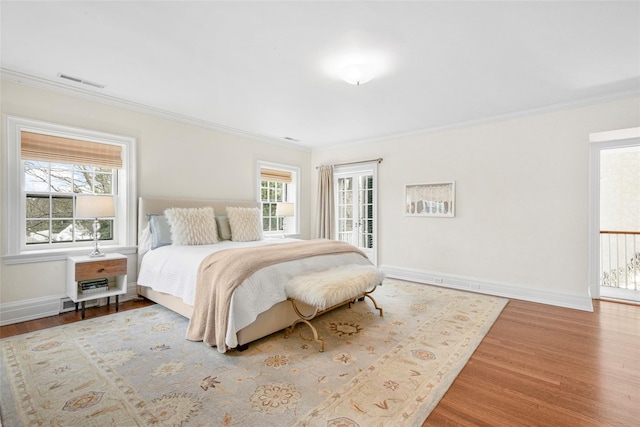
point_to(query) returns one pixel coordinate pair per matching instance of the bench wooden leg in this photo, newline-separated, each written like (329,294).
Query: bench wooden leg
(305,319)
(289,331)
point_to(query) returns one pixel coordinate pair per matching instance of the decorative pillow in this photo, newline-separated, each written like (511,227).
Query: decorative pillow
(224,229)
(192,226)
(159,230)
(246,224)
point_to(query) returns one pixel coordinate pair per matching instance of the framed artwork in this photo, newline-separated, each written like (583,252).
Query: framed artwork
(430,200)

::::::

What this task involves. Collect the complete line wherever the string "photo" appears in the records.

Exercise response.
point_to(query) returns one pixel coordinate pair per matching instance of the bench wooden leg in this photo, newline-separated, each written like (329,294).
point_to(query) returns one pixel coordinate pair per matching instance of the decorative pillow in this photo, newline-separated, each written like (511,227).
point_to(query) returns one pixel coordinate pair per matching instance of the framed artwork in this photo, newline-separated, each written like (583,252).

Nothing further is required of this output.